═════ SUPPLIED DATA

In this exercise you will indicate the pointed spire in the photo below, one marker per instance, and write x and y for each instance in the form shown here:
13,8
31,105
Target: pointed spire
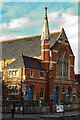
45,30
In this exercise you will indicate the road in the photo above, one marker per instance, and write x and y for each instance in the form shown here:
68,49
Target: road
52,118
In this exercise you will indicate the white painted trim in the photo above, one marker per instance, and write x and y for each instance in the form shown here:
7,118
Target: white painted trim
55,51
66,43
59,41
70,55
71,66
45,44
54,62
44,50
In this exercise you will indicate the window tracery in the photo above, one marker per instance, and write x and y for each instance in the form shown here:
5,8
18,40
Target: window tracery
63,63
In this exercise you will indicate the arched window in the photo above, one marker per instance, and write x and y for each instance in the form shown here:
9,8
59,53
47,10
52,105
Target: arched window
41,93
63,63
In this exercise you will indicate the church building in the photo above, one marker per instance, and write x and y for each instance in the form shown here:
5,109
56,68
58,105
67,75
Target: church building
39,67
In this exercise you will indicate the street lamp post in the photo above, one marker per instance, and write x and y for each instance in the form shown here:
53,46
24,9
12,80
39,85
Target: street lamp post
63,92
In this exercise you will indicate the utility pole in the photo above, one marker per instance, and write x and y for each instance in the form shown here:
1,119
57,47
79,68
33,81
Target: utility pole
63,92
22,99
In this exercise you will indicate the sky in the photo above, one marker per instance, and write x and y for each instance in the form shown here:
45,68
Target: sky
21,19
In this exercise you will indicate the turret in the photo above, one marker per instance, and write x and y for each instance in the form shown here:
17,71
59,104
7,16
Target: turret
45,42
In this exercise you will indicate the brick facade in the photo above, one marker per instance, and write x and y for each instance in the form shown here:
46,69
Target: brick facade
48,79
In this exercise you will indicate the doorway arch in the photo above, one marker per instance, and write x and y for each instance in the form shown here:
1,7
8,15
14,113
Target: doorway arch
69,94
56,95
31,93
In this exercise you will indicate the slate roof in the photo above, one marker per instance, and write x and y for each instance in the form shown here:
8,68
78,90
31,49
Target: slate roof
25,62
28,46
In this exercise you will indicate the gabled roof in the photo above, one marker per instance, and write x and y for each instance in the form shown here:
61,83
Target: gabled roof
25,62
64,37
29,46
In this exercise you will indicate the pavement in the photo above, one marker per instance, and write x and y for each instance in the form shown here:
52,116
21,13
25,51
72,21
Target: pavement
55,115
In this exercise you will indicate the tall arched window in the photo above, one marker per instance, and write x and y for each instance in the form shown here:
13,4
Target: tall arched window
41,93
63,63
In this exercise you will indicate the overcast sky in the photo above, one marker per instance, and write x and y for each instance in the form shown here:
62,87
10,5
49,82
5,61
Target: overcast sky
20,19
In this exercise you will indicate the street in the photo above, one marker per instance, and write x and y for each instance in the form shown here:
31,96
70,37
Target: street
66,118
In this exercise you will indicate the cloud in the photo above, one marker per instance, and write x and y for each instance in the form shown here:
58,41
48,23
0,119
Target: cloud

══════════
═════ SUPPLIED DATA

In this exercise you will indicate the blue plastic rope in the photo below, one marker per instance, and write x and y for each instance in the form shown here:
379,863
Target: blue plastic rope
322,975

══════════
═════ SUPPLIED DATA

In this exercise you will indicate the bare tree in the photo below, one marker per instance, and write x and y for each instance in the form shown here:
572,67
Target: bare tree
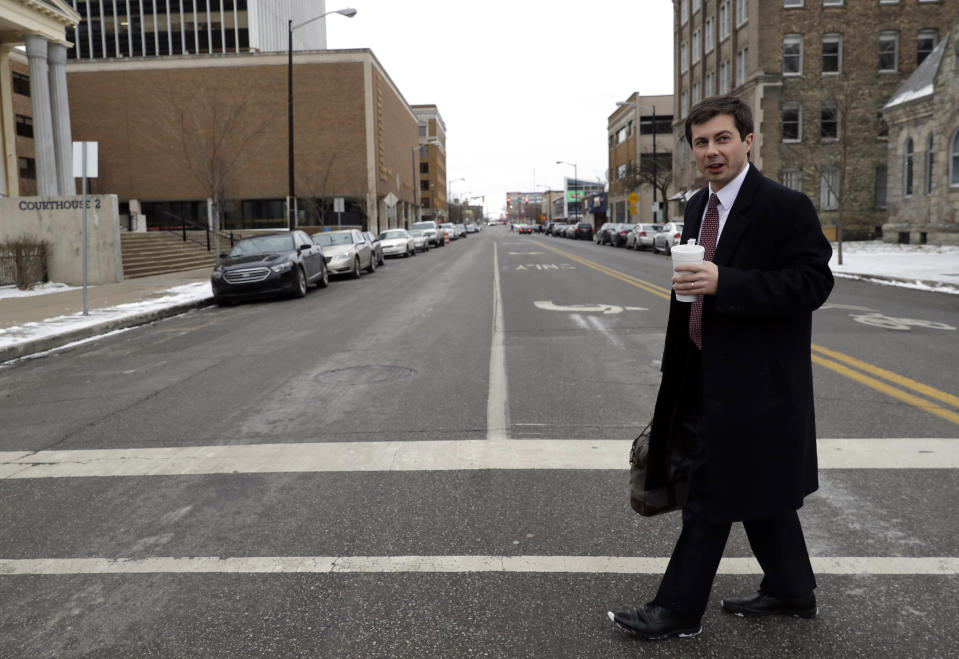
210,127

══════════

| TASK PROMPT |
Each line in the records that carries "cloud" must be copied out.

| YOUR SOLUTION |
In this exercise you will indicate the cloud in the photo above, one marker per instance, and write x and y for each instance in the form shown here:
Target: cloud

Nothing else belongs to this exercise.